Start of DATA TO EXAMINE

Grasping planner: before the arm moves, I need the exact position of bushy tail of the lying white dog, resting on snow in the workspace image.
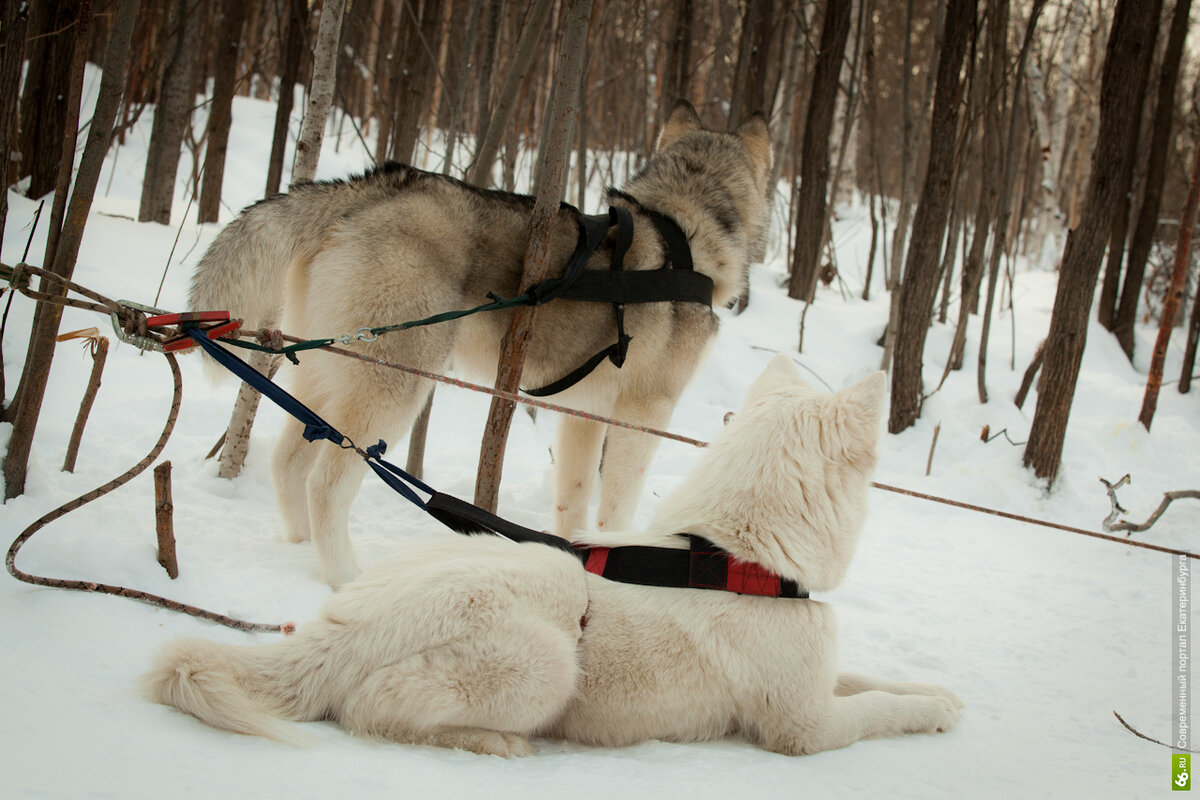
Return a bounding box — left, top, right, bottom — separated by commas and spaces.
143, 639, 311, 745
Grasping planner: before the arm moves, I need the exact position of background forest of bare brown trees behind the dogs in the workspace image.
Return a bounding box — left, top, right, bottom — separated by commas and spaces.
0, 0, 1200, 495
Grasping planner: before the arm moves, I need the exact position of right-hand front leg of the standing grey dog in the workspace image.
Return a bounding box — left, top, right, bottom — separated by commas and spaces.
596, 395, 678, 530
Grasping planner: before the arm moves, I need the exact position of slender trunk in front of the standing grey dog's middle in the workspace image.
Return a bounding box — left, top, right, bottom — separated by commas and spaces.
475, 0, 592, 511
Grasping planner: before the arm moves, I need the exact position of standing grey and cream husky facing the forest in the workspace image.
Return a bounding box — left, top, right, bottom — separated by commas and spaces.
190, 103, 770, 585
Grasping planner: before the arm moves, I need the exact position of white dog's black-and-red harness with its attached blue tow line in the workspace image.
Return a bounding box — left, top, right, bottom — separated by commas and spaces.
185, 326, 808, 599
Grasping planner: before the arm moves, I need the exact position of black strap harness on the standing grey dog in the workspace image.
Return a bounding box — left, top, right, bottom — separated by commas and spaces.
523, 205, 713, 397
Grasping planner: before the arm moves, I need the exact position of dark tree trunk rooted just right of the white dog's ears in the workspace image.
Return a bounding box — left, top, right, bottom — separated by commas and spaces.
888, 0, 976, 433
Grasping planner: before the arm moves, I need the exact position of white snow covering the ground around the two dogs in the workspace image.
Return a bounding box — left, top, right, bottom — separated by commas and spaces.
0, 71, 1200, 798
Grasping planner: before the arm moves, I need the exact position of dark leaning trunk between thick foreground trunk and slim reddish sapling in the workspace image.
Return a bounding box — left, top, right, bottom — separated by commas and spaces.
1109, 0, 1192, 360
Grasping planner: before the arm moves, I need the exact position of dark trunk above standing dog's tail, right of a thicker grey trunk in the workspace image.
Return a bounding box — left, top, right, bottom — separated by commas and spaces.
196, 0, 248, 222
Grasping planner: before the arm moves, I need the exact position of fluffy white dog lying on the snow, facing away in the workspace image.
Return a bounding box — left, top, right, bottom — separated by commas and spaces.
146, 356, 962, 756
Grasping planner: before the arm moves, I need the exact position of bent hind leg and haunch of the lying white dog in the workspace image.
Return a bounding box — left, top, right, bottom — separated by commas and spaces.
337, 614, 578, 756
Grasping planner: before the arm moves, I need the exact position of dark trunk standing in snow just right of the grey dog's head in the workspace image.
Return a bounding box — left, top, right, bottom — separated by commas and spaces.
787, 0, 851, 300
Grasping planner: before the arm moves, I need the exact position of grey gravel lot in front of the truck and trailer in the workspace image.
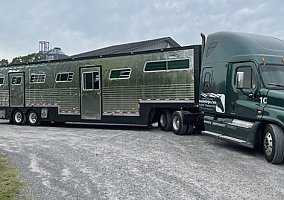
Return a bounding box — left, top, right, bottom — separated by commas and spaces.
0, 120, 284, 200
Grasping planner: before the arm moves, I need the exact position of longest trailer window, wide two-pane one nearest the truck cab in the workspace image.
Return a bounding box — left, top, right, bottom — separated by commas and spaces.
144, 59, 190, 72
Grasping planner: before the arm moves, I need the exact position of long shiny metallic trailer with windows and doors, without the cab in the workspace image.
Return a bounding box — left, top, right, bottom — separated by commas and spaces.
0, 45, 201, 129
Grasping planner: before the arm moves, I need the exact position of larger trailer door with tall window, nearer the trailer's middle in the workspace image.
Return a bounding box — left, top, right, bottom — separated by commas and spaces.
80, 67, 101, 120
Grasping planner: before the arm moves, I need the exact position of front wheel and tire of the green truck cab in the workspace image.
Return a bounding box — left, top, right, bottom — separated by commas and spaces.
263, 124, 284, 164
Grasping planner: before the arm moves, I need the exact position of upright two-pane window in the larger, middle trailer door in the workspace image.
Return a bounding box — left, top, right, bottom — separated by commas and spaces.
83, 71, 100, 90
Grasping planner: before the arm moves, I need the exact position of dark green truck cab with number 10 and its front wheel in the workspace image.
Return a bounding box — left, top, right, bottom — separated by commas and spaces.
200, 32, 284, 163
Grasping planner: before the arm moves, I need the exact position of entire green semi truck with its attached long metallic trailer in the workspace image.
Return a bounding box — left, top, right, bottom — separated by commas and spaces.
0, 32, 284, 163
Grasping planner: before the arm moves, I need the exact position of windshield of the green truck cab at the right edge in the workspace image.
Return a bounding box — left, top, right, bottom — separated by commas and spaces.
259, 65, 284, 90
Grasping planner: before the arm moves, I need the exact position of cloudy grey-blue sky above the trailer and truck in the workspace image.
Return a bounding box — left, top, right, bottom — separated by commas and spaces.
0, 0, 284, 62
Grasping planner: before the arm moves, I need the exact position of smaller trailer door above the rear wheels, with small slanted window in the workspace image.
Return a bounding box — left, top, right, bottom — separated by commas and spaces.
9, 72, 25, 107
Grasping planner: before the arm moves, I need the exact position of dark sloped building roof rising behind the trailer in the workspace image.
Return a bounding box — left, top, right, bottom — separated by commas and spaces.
70, 37, 180, 58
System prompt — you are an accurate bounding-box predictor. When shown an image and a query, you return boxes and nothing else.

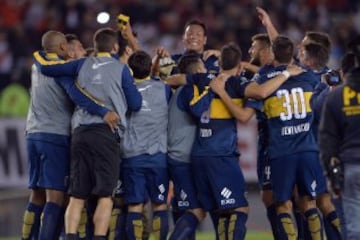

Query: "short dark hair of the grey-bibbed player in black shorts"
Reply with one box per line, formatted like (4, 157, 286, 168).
(94, 28, 118, 52)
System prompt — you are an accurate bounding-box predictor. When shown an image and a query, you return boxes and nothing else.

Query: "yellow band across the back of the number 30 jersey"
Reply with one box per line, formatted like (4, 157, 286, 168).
(264, 90, 312, 120)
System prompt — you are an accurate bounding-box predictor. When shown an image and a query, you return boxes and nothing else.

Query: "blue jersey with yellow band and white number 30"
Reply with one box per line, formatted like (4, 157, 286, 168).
(258, 65, 318, 158)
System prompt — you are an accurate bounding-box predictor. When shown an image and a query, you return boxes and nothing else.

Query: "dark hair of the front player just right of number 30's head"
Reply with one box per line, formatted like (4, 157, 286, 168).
(304, 42, 329, 68)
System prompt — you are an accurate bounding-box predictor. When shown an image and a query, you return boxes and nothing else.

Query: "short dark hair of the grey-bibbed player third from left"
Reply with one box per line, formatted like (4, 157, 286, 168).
(128, 50, 152, 79)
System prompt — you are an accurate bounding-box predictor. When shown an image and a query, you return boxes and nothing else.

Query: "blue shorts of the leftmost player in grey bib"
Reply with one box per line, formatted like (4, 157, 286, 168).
(26, 133, 70, 191)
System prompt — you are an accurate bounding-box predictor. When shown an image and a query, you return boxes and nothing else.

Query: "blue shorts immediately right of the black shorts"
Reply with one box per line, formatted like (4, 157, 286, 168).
(122, 167, 169, 204)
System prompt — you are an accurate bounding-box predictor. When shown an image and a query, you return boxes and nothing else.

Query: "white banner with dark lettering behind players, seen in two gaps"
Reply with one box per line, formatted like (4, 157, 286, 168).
(0, 119, 257, 187)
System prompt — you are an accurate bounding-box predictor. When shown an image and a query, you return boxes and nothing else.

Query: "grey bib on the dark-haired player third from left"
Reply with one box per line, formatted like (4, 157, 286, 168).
(121, 79, 168, 158)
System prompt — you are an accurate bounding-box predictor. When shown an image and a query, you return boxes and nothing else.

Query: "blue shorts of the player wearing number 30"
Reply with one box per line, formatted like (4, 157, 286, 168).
(270, 152, 321, 202)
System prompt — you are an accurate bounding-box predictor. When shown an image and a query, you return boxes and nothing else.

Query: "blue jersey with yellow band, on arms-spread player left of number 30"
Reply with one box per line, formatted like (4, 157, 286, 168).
(187, 71, 248, 156)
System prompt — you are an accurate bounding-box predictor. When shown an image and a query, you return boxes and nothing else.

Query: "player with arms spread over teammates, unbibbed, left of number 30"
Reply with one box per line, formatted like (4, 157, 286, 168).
(166, 44, 300, 239)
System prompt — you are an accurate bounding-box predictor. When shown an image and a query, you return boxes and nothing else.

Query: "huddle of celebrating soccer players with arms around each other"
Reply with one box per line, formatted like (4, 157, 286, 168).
(22, 5, 343, 240)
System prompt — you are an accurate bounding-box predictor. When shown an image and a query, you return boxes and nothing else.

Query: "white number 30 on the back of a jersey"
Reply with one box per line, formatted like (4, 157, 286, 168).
(276, 88, 306, 121)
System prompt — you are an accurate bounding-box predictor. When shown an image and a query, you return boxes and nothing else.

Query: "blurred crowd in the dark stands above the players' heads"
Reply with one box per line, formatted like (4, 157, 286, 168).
(0, 0, 360, 116)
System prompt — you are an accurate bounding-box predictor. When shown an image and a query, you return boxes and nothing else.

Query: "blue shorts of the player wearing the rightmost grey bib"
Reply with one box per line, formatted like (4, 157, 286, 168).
(168, 157, 201, 211)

End of DATA TO EXAMINE

=== YOUR GOAL ===
Find how many lines of the listing include the word "middle", and state that number by itself.

=== WRITTEN SOLUTION ===
3